TRECHO DO TEXTO.
##############################

O Estado de S. Paulo
A política econômica não pode se dar ao luxo
de apenas assistir à deterioração dos cenários interno e externo, praguejando
contra o aumento da taxa de juros
Os últimos dias adicionaram muitas
interrogações sobre a condução da política econômica. As curvas de juros
futuros indicam que a expectativa do “mercado” é de que a taxa Selic suba a 14%
ao ano dentro do ciclo expansivo inaugurado pelo Banco Central. Certamente,
este não é o Brasil dos sonhos do presidente Lula que resolveu atacar o próprio
mercado.
As expectativas já vinham um tanto azedadas
por conta da situação fiscal, em meio às crescentes dúvidas sobre a capacidade
do governo Lula de controlar os gastos e colocar barreiras contra o enorme
apetite dos outros por recursos públicos. A desconfiança com respeito à
factibilidade das metas postas pelo arcabouço fiscal está em sintonia com o
descrédito em relação ao leque de gastos considerados como exceções aos limites
estabelecidos pela Lei de Diretrizes Orçamentárias.
Às dificuldades fiscais vêm se somar as vulnerabilidades do nosso setor externo, especialmente refletidas no câmbio. A vitória de Donald Trump reforça o temor de que o protecionismo comercial e o dólar forte signifiquem grandes problemas para a política cambial.
Vale lembrar que a desvalorização do real é
uma alavanca para o aumento generalizado dos preços. Manter a inflação anual em
3% durante uma forte pressão cambial se traduz em taxa de juros mais elevada.
Essa, certamente, é a expectativa daqueles que apostam numa taxa Selic de 14%
ao ano.
Nessas condições, a política econômica
necessita avançar para além de medidas de corte que são questionadas a todo
momento, seja por dentro, seja de fora do governo. É pouco provável que a
leitura da política fiscal pelo mercado seja modificada sem que o arcabouço
fiscal ganhe novas ferramentas de governança.
Um novo mecanismo de controle da dívida
pública poderia assegurar mais credibilidade à gestão fiscal. Esse mecanismo
deveria estar inserido em um arranjo de governança baseado no conceito de
public net worth – patrimônio líquido público. Dessa forma, nossos governantes
retomariam os princípios propostos na reforma brasileira de 2000, que instituiu
a Lei de Responsabilidade Fiscal (LRF), inspirados no modelo neozelandês.
O conceito de public net worth é central na
estrutura fiscal neozelandesa. Em vez de focar apenas em receitas e despesas de
curto prazo, monitora a evolução de sua posição financeira líquida a partir da
diferença entre ativos e passivos, promovendo uma visão de sustentabilidade
fiscal mais abrangente, com foco na saúde financeira de longo prazo.
A Nova Zelândia não adota um teto rígido para
os gastos públicos. Em vez disso, a sustentabilidade da política fiscal é
monitorada por meio de metas para a dívida líquida que buscam limitar o
crescimento do endividamento em relação à capacidade de geração de receitas do
país. As metas são revisadas periodicamente para refletir o cenário econômico,
permitindo que o governo enfrente recessões e eventos extraordinários sem
perder o controle do endividamento público.

##############################

REGISTROS FORNECIDOS.
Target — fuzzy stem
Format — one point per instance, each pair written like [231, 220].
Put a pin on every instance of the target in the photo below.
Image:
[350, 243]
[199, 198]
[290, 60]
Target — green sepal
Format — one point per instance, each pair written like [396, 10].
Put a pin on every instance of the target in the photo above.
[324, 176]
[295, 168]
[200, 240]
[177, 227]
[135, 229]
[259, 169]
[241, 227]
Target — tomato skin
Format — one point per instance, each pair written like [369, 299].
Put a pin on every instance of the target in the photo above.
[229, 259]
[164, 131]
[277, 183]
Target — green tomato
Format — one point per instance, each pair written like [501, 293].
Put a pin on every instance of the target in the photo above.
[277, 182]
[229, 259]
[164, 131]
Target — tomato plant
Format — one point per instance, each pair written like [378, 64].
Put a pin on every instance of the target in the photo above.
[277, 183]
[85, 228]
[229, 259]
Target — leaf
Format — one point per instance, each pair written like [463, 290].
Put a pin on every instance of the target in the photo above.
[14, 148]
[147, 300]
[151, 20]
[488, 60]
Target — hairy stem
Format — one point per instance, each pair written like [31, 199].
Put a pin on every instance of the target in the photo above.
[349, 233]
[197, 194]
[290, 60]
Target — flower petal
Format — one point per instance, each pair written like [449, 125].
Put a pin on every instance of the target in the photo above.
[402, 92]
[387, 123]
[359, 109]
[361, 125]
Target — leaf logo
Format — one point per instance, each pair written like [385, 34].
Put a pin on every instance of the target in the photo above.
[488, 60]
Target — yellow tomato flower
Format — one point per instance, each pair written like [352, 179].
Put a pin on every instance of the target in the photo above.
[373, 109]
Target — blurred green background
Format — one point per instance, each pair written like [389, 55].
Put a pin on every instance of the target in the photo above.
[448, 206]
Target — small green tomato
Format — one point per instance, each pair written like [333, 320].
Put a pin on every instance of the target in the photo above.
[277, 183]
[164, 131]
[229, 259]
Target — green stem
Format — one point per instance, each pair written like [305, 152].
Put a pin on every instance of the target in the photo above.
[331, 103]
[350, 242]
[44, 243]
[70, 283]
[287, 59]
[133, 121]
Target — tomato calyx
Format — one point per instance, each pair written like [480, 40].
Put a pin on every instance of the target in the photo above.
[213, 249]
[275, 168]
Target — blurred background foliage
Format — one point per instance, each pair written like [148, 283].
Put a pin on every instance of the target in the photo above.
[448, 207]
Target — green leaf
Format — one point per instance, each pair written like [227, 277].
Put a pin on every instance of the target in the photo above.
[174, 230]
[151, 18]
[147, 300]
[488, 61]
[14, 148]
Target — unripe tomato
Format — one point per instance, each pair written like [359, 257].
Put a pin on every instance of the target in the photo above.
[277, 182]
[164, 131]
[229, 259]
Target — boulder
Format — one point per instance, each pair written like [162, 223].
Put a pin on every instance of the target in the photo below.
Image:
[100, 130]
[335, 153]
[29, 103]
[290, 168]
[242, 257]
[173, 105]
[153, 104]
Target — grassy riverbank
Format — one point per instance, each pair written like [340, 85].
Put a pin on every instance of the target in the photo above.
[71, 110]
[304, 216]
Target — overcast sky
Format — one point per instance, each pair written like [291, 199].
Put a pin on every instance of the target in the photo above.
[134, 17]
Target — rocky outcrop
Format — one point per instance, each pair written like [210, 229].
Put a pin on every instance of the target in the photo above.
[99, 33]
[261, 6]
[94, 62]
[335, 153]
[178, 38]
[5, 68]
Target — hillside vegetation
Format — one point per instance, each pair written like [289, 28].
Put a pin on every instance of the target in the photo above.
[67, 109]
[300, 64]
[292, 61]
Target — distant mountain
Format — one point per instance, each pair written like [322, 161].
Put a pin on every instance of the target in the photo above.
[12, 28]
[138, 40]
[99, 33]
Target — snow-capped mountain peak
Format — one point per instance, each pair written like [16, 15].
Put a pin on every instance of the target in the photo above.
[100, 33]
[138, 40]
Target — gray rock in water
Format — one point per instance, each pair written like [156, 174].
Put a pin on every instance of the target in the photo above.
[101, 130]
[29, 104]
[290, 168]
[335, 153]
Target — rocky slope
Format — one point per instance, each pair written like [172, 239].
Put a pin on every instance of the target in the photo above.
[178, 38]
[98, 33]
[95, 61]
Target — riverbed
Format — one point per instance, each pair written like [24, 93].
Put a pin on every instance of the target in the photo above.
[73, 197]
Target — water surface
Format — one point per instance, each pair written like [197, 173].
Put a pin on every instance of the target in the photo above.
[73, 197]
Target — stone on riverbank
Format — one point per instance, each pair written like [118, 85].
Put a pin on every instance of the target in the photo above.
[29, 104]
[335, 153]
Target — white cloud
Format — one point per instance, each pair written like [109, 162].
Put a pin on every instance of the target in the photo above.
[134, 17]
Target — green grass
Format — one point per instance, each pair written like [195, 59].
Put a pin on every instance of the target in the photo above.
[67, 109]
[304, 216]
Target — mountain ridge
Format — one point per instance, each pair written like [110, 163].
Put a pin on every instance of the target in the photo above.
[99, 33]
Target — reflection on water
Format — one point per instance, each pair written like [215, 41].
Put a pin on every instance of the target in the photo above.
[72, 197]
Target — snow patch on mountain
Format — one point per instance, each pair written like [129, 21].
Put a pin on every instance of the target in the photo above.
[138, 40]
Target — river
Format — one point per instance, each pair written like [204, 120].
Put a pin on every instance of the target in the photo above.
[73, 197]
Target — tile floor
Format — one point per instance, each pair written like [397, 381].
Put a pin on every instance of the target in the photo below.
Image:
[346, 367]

##############################

EXERCÍCIO 1.
Copie do texto sobre a política econômica brasileira tudo o que vai de "Às dificuldades fiscais" até "juros mais elevada.", sem alterar nenhuma palavra.
EXERCÍCIO 2.
Prossiga com o texto sobre a política econômica brasileira a partir do ponto em que ele termina.

RESPOSTA ESCRITA 1.
Às dificuldades fiscais vêm se somar as vulnerabilidades do nosso setor externo, especialmente refletidas no câmbio. A vitória de Donald Trump reforça o temor de que o protecionismo comercial e o dólar forte signifiquem grandes problemas para a política cambial.
Vale lembrar que a desvalorização do real é
uma alavanca para o aumento generalizado dos preços. Manter a inflação anual em
3% durante uma forte pressão cambial se traduz em taxa de juros mais elevada.

RESPOSTA ESCRITA 2.
O arcabouço fiscal neozelandês respeita os
ciclos econômicos e o governo se compromete a gerar superávits e reduzir a
dívida em períodos de crescimento econômico, ampliando os gastos em períodos de
recessão para atuar de forma anticíclica. Nesse sentido, o governo persegue o
crescimento econômico ao longo do tempo.
A transparência e a prestação de contas são
fundamentais para o sucesso do modelo neozelandês. A lei de responsabilidade
fiscal neozelandesa exige a divulgação de projeções fiscais e econômicas, com
avaliações periódicas da sustentabilidade fiscal. Nesse contexto, o arcabouço
fiscal não impõe limites rígidos de despesa, mas os gastos precisam estar
alinhados com as metas de dívida e o patrimônio líquido do setor público.
Na Nova Zelândia, a dívida pública é das mais
controladas entre as nações desenvolvidas. A integração com o conceito de
public net worth estabelece uma relação direta entre a responsabilidade fiscal
e a capacidade do Estado de investir em infraestrutura e políticas sociais,
criando um ciclo de sustentabilidade e crescimento. Para o Brasil, um modelo
similar permitiria ajustes mais precisos, que não comprometessem as políticas
públicas essenciais.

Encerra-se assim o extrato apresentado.